▶ _Texto presentado_
Lo sé por su piel y por sus ojos radiantes.

Desde mi ventana veo pasar todos los días a una jovencita, haciendo algunas entregas a domicilio en su negra y pequeña bicicleta. A fuerza de vernos varias veces al día, nos hemos hecho amigos. Yo la saludo con la mano desde mi ventana y ella me envía su sonrisa blanca.  Creo que no tiene más de veinte años. Lo sé por su piel y por sus ojos radiantes.  La muchacha es alegre, le sonríe a la vida y hace su oficio con optimismo y hasta con vocación.  

Desde ayer le he visto unos audífonos, por lo que me imagino que le está yendo bien en su negocio y que ya pudo comprar dispositivos para  escuchar música y mantener las manos libres que le permitan llevar con seguridad los manubrios de su vehículo. Ojalá que le siga yendo bien, pero no tan bien como para que compre una motocicleta. Las motos son enemigas de la humanidad. Las bici son amigas. Las motos son bulliciosas y engreídas. Las bicicletas son humildes y modestas. En las ciudades más cultas de Europa dizque se usa más la bicicleta que el carro. Eso dicen. Yo no conozco ciudades europeas. Pero así debiera ser. Un alcalde, con los pantalones bien amarrados, con megáfono o sin megáfono, debiera prohibir el uso del carro en la ciudad. Los carros son para las carreteras. Su nombre lo dice. Las bicicletas, para la ciudad. Como lo hace Timoteo Ánderson, un gringo nacido en Convención, que mueve su cuerpo grande y su sabiduría inmensa en una vieja bicicleta que le queda pequeña para tanta carga cultural.

▶ _Material proporcionado_
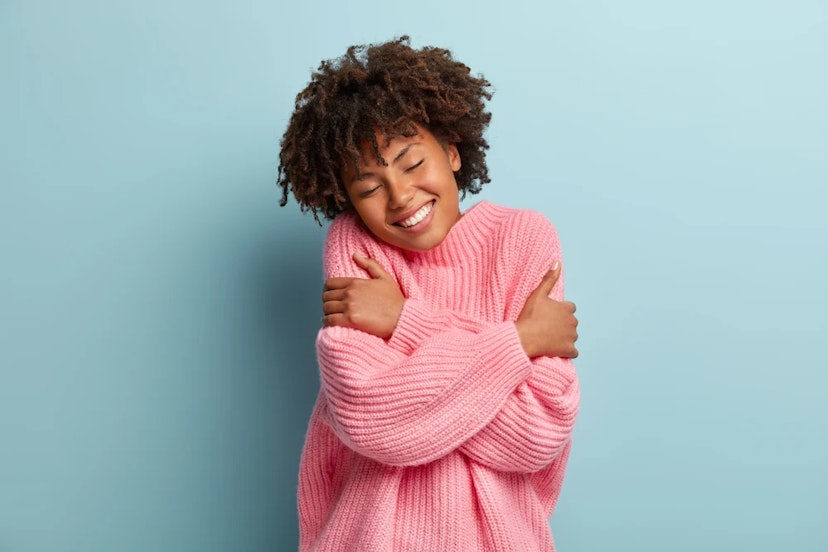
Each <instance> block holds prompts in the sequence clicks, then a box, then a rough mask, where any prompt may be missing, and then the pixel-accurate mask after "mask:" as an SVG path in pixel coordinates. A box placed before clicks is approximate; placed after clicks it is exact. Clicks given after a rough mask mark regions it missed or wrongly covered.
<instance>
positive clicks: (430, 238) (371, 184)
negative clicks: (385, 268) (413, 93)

▶ _Trabajo requerido_
Transcriba con total fidelidad el pasaje del texto sobre la joven repartidora que comienza en "Desde mi ventana veo" y termina en "hasta con vocación.". Los datos no guardan relación alguna con lo que aquí se solicita.

▶ _Solución desarrollada_
Desde mi ventana veo pasar todos los días a una jovencita, haciendo algunas entregas a domicilio en su negra y pequeña bicicleta. A fuerza de vernos varias veces al día, nos hemos hecho amigos. Yo la saludo con la mano desde mi ventana y ella me envía su sonrisa blanca.  Creo que no tiene más de veinte años. Lo sé por su piel y por sus ojos radiantes.  La muchacha es alegre, le sonríe a la vida y hace su oficio con optimismo y hasta con vocación.